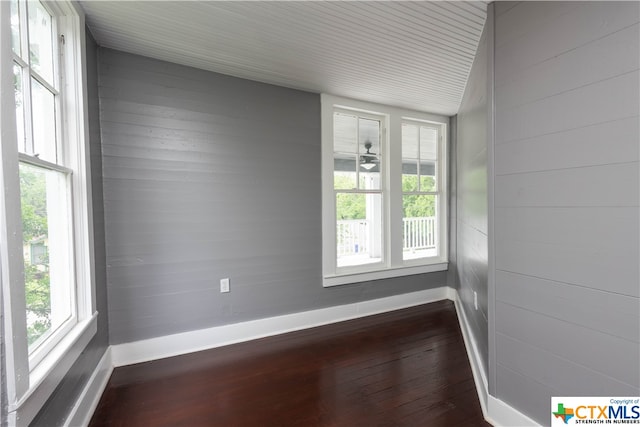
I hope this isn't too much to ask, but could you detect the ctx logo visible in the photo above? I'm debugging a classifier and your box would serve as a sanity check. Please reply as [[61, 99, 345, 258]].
[[553, 402, 609, 424], [575, 405, 609, 419]]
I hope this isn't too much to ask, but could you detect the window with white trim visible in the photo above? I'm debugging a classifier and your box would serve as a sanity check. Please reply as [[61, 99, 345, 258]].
[[1, 0, 96, 424], [322, 95, 448, 287]]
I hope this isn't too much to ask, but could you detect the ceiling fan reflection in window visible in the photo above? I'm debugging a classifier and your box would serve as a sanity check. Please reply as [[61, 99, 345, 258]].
[[360, 141, 379, 170]]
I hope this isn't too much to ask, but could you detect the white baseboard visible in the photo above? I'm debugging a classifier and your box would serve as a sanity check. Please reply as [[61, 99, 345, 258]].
[[69, 286, 540, 427], [111, 286, 451, 367], [488, 394, 540, 427], [452, 291, 489, 416], [451, 289, 540, 427], [63, 347, 113, 427]]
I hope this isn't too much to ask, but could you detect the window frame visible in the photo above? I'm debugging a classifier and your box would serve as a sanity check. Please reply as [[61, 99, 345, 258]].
[[0, 1, 97, 425], [321, 94, 448, 287]]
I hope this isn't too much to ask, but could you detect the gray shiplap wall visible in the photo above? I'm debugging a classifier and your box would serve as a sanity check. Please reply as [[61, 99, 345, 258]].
[[493, 2, 640, 423], [98, 49, 448, 345], [454, 16, 489, 377], [30, 29, 110, 427], [1, 264, 5, 427]]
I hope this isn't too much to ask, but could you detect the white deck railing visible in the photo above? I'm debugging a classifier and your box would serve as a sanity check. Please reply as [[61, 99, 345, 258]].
[[337, 220, 369, 257], [337, 217, 436, 257], [402, 216, 436, 251]]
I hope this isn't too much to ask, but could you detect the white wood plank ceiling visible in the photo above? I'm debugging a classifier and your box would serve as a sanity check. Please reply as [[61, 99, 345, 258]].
[[80, 1, 487, 116]]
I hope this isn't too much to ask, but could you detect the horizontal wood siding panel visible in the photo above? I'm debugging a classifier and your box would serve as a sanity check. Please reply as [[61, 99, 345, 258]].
[[497, 333, 639, 397], [494, 116, 639, 175], [496, 70, 639, 145], [99, 49, 447, 345], [495, 162, 639, 207], [496, 302, 640, 386], [496, 270, 639, 343], [495, 365, 554, 424], [495, 207, 639, 297], [493, 3, 640, 423], [495, 2, 639, 85], [496, 24, 639, 109]]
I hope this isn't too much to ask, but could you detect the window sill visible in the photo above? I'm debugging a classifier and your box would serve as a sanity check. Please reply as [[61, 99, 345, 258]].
[[323, 262, 448, 287], [8, 312, 98, 426]]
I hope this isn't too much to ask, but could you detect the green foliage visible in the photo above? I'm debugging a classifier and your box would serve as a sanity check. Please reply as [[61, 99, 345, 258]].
[[335, 174, 436, 220], [24, 263, 51, 345], [403, 175, 435, 218], [20, 165, 51, 345], [335, 174, 364, 220], [403, 194, 435, 218], [336, 193, 365, 220], [20, 167, 47, 241]]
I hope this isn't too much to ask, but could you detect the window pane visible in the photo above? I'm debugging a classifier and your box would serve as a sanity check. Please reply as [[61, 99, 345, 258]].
[[14, 63, 26, 153], [419, 161, 436, 192], [358, 167, 380, 190], [359, 118, 380, 157], [358, 118, 380, 189], [31, 78, 57, 163], [419, 126, 437, 161], [359, 119, 380, 173], [334, 113, 357, 154], [402, 123, 419, 192], [334, 162, 357, 190], [403, 195, 437, 261], [336, 193, 382, 268], [20, 163, 73, 351], [28, 0, 55, 84], [11, 0, 21, 55], [419, 127, 438, 191]]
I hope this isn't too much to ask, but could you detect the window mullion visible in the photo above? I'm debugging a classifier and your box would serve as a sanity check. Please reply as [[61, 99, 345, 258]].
[[12, 53, 27, 68], [387, 114, 403, 267], [30, 70, 59, 96], [21, 66, 34, 155], [18, 152, 72, 174], [21, 0, 35, 156]]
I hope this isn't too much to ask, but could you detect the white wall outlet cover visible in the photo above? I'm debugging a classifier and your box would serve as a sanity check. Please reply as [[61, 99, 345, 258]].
[[220, 278, 230, 293]]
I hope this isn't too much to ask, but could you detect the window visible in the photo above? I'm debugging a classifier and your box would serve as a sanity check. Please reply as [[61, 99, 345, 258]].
[[1, 0, 96, 424], [401, 121, 440, 261], [322, 95, 448, 286]]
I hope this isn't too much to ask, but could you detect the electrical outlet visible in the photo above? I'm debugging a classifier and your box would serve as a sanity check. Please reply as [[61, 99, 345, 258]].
[[220, 278, 230, 293], [473, 291, 478, 310]]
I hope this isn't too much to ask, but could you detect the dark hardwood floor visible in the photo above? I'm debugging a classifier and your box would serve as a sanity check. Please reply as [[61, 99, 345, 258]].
[[90, 300, 490, 426]]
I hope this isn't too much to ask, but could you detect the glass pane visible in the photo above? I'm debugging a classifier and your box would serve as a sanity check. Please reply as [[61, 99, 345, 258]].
[[403, 195, 437, 261], [336, 192, 382, 268], [402, 123, 419, 159], [402, 123, 419, 192], [420, 161, 436, 192], [358, 164, 380, 190], [358, 118, 381, 188], [334, 156, 357, 190], [419, 126, 438, 192], [334, 113, 357, 154], [28, 0, 55, 84], [20, 163, 73, 351], [402, 163, 418, 192], [11, 0, 21, 55], [14, 63, 26, 153], [359, 118, 380, 157], [31, 78, 57, 163], [419, 126, 438, 161]]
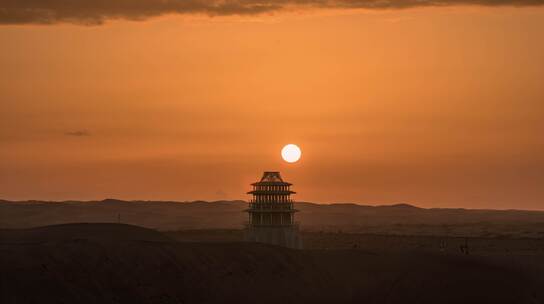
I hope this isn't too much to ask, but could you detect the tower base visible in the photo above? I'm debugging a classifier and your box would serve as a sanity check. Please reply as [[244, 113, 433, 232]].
[[245, 225, 302, 249]]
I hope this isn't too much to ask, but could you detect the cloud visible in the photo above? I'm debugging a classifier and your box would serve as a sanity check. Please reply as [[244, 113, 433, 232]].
[[65, 130, 91, 137], [1, 0, 543, 25], [215, 189, 227, 197]]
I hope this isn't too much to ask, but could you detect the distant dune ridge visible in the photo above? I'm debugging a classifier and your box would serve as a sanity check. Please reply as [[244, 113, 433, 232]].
[[1, 223, 543, 304], [1, 199, 544, 238]]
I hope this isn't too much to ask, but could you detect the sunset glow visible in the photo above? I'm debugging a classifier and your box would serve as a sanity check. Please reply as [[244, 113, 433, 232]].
[[281, 144, 302, 163], [0, 4, 543, 209]]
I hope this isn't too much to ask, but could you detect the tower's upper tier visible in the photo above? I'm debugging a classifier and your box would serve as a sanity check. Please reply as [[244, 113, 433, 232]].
[[251, 171, 292, 186], [248, 171, 295, 194]]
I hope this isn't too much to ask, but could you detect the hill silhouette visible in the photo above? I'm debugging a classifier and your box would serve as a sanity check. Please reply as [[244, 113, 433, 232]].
[[1, 199, 544, 237], [1, 223, 543, 304]]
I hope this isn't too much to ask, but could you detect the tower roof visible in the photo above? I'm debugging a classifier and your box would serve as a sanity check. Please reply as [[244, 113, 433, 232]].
[[261, 171, 283, 182], [251, 171, 292, 186]]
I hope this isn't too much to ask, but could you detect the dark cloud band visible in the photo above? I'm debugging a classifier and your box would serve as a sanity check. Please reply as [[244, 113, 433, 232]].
[[1, 0, 543, 25], [65, 130, 91, 137]]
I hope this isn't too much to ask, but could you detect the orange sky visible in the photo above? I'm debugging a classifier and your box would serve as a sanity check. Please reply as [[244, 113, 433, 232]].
[[1, 6, 543, 209]]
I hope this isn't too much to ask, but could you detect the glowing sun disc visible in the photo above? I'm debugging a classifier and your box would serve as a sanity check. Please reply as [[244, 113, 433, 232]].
[[281, 144, 302, 163]]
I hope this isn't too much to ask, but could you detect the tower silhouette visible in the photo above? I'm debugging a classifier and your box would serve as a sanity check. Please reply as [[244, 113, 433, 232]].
[[245, 171, 302, 248]]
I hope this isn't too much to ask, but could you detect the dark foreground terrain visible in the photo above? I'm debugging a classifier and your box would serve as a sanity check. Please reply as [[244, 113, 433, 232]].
[[169, 229, 544, 256], [1, 223, 543, 304]]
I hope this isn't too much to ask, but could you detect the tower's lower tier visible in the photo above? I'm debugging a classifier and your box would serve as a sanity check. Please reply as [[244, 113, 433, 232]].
[[245, 225, 302, 249]]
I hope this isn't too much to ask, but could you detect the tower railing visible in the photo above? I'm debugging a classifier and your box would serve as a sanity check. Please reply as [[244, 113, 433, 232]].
[[244, 221, 300, 229], [247, 202, 295, 210], [249, 199, 294, 203]]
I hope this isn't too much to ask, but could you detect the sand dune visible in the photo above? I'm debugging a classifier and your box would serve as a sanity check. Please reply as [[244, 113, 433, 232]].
[[2, 199, 544, 238], [1, 223, 543, 304]]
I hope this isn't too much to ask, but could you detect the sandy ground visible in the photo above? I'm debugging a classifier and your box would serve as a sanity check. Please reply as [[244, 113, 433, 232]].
[[167, 229, 544, 256], [1, 223, 543, 304]]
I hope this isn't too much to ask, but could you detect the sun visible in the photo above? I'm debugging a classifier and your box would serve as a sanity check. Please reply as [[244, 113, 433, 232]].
[[281, 144, 302, 163]]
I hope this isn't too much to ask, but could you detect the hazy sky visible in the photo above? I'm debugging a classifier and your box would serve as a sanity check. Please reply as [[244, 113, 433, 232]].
[[1, 3, 543, 209]]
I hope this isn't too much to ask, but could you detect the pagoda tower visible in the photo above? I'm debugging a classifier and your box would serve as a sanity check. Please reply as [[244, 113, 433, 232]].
[[245, 171, 302, 249]]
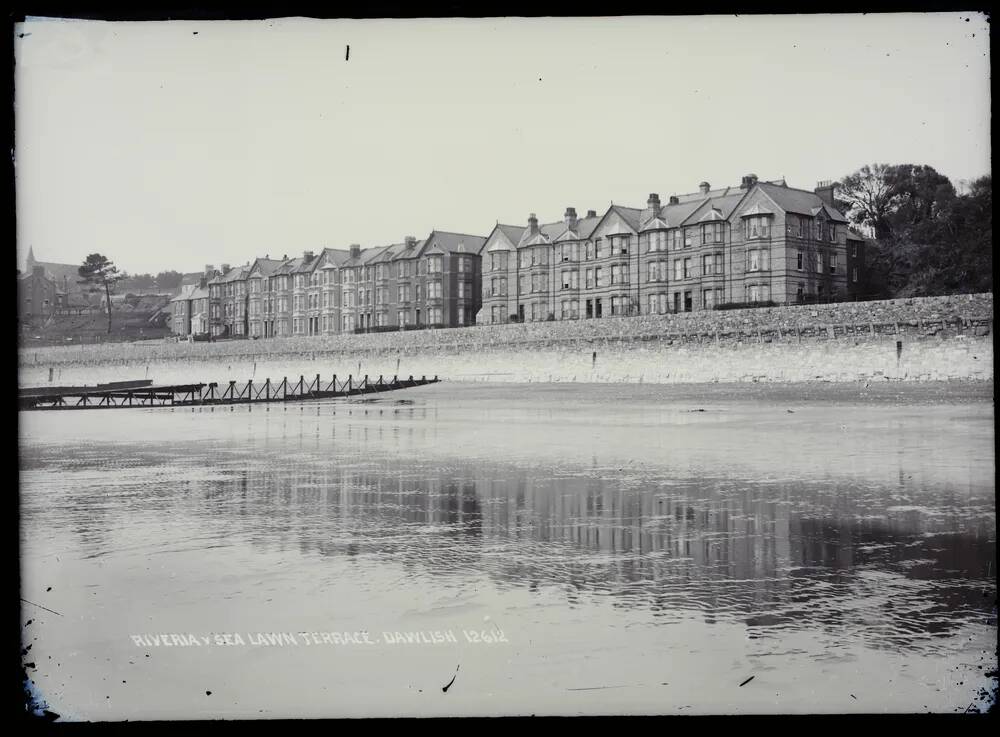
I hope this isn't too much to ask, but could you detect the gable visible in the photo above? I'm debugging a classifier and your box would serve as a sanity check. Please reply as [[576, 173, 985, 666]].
[[485, 225, 517, 252], [590, 208, 638, 240]]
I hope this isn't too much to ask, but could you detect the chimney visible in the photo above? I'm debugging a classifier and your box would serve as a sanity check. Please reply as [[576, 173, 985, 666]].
[[204, 264, 214, 276], [586, 209, 597, 218], [221, 263, 231, 274], [699, 182, 711, 195], [303, 250, 314, 261], [741, 173, 759, 189], [528, 213, 539, 235], [564, 207, 578, 229], [646, 193, 661, 220], [668, 195, 679, 205], [404, 236, 417, 248], [199, 276, 207, 289], [349, 244, 361, 259], [815, 180, 837, 207]]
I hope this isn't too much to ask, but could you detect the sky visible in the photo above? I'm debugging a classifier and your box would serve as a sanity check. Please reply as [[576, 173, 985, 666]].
[[14, 13, 991, 275]]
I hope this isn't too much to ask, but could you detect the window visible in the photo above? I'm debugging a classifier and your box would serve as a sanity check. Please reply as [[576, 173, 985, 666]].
☆ ☆ ☆ ☆
Work task:
Excluding pictures, copy exactly the lines from the line containing "detect the pagoda" through the last line of the data, inclusive.

Exercise result:
I hope this isn't too much to ask, but could you detect the pagoda tower visible in the photo above? I'm debugging a classifier and your box would serve as a sanity check. Please reply as [[244, 113, 433, 232]].
[[245, 171, 302, 249]]
I hope this isn't too much to ask, but could you detect the gable visible in the photo above? I'm debugging a classifier and your box would serve as a sanity check. Please reply as [[576, 173, 985, 666]].
[[485, 225, 517, 252], [590, 208, 638, 240]]
I hope this isn't too much to ask, but could you detect the chimney visible in the photo above? I'm debugging a classifier and your box would serve as a sanity check. Please reply as [[576, 173, 985, 666]].
[[204, 264, 214, 276], [586, 209, 597, 218], [221, 263, 231, 274], [699, 182, 711, 195], [303, 250, 314, 261], [741, 173, 759, 189], [528, 213, 539, 235], [564, 207, 578, 229], [646, 193, 661, 220], [668, 195, 679, 205], [404, 236, 417, 248], [199, 276, 207, 289], [349, 244, 361, 259], [815, 180, 837, 207]]
I hope this isn't too much to ask, but could you detect the sky visible in the photo above? I'm debugging a classifier and your box would serve as a sanity check. Please reply as [[576, 173, 985, 666]].
[[14, 13, 991, 275]]
I hope this isn't too much to ask, but could you detect the window visible in the photo above? I'm debugging a classifier and your box would serve as a sanity check. Please reply as [[576, 173, 985, 666]].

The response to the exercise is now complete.